**Aufgabenstellung**
Stellen Sie fest, ob die folgenden Aussagen mit dem Artikel über Bassam Tibis Euro-Islam übereinstimmen, und beantworten Sie jede mit Ja oder Nein samt den entscheidenden Worten des Artikels im Wortlaut: 1. Tibi kam 1962 als Marxist nach Deutschland. 2. Tibi schließt sich Samuel Huntingtons These an. 3. In Deutschland leben schätzungsweise 4,4 Millionen Muslime.

**Zitierter Text**
© JUNGE FREIHEIT Verlag GmbH & Co.  www.jungefreiheit.de  52/09-53/09 18./25. Dezember 2009

Der einzig mögliche Mittelweg
Auch in seinem jüngsten Werk preist der Politologe Bassam Tibi sein Konzept eines Euro-Islam
Carlo Clemens

Der erfolgreiche niederländische Oppositionspolitiker Geert Wilders, der 2008 seinen Internet-Kurzfilm „Fitna“ („Versuchung“, „Zwietracht“) veröffentlichte und damit weltweit für muslimische Proteste und westliche Beschwichtigungen sorgte, bezeichnet den Koran als „faschistisches Buch“ und stellt ihn mit Hitlers „Mein Kampf“ gleich.

Schätzungsweise leben gegenwärtig etwa 23 Millionen Muslime in Europa, davon 4,4 Millionen in Deutschland. Die Hälfte hat bereits die deutsche Staatsangehörigkeit. In den nächsten Jahrzehnten werden die Zahlen rasant ansteigen. Angesichts dieser Dringlichkeit reicht es aber wohl nicht, den Islam reflexartig mit der Faschismuskeule diskreditieren zu wollen. Die Möglichkeit eines gemäßigten Islam wird jedoch nicht nur von berüchtigten Rechtspopulisten vehement bestritten. Auch der bekannte Orientalist Hans-Peter Raddatz konstatierte jüngst in einem Essay für die Zeitschrift Neue Ordnung (5/2009), der Islam sei ein „umfassendes politreligiöses Konzept“, welches „das Grundrecht der Religionsfreiheit politisch nutzt und in Konflikte mit den Grundrechten im Sinne des demokratischen Rechts- und Verfassungsstaats gerät“.

Der Zusammenprall zwischen westlicher Hemisphäre und islamischer Welt ist ein realer Konflikt – ein „Zivilisationskonflikt“, wie der emeritierte Professor für Internationale Beziehungen an der Universität Göttingen, Bassam Tibi, kommentiert. Tibi kam 1962 als Marxist nach Deutschland und studierte in Frankfurt bei Adorno und Horkheimer. Mit 28 wurde er in Göttingen zum Professor berufen. Als Muslim und überzeugter Wahleuropäer habe er innere Einblicke in beide Welten. Im August erschien sein Buch „Euro-Islam – Die Lösung eines Zivilisationskonfliktes“. Gleich zu Beginn distanziert sich Tibi von Samuel Huntingtons These eines „Clash of Civilizations“. Auch wenn die deutsche Übersetzung „Kampf der Kulturen“ ohnehin keine korrekte Wiedergabe sei („Zusammenprall“ statt Kampf), sei eine solche Vorstellung „Bestandteil einer Polarisierung“. Tibi gibt sich dagegen als lösungsorientierter Pragmatiker. Seine Lösung für den westlich-islamischen Zivilisationskonflikt heißt Euro-Islam.

**Bereitgestelltes Material**
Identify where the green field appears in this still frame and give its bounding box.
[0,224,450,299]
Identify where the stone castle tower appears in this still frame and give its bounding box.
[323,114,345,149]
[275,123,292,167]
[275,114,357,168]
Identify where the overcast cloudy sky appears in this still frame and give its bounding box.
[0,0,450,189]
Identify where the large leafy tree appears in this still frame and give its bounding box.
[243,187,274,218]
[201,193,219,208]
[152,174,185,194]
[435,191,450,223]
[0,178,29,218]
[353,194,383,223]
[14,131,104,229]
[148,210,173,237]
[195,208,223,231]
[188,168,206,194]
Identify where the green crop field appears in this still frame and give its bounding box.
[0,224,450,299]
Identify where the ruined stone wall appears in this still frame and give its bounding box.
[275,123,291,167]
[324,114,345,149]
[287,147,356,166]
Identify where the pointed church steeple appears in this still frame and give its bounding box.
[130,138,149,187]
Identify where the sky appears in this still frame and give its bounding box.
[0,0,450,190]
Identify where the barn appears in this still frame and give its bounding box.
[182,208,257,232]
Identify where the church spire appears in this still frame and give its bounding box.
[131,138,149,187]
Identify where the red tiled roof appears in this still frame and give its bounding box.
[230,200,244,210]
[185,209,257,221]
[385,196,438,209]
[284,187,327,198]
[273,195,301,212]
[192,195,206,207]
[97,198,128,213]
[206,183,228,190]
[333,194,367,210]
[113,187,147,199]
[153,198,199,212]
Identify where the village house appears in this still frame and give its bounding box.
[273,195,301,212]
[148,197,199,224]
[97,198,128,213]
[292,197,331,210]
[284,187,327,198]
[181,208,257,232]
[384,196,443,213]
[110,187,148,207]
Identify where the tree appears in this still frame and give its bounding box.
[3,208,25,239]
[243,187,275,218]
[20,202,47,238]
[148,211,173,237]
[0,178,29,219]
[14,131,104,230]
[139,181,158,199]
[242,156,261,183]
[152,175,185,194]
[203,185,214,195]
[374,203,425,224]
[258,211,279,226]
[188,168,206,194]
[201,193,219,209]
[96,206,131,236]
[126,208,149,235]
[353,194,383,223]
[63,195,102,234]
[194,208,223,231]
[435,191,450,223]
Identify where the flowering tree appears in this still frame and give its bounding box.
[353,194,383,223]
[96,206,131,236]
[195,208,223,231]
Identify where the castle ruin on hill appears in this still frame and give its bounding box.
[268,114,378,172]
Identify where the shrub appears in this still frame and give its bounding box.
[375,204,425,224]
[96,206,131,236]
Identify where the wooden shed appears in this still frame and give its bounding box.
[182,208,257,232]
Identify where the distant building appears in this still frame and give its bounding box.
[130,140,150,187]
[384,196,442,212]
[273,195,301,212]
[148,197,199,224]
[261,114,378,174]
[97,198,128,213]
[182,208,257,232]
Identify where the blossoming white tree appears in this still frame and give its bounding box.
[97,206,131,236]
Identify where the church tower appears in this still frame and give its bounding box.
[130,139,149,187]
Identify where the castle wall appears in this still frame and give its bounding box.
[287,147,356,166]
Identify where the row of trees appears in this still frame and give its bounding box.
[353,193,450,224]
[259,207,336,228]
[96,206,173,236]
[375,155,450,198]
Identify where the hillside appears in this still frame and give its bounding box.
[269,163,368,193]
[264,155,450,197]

**Ergebnis der Aufgabe**
1. Ja: „Tibi kam 1962 als Marxist nach Deutschland“
2. Nein: „Gleich zu Beginn distanziert sich Tibi von Samuel Huntingtons These“
3. Ja: „Schätzungsweise leben gegenwärtig etwa 23 Millionen Muslime in Europa, davon 4,4 Millionen in Deutschland“